[Recorded data]
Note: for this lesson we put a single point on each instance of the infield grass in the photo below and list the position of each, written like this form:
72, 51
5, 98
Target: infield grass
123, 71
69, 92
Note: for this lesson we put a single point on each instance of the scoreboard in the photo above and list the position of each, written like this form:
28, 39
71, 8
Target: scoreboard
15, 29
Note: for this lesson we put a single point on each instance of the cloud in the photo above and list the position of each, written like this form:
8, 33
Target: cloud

== REQUIREMENT ==
An exact, complete copy of the records is the expected answer.

== RESPONSE BOX ==
Note: for this lesson we put a single point on each instance of the infield grass in the photo below and list the position of each, written like this form:
72, 51
5, 98
Target: infield grass
123, 71
69, 92
Note: for this lesson we put a single point on each instance of the scoreboard in the photo above and list the position of each, written like this form:
28, 39
71, 8
Target: scoreboard
15, 29
Note: for this lesson we put a single point on each instance of the cloud in the photo above and list the position of each, written like this form:
8, 33
Target: cloud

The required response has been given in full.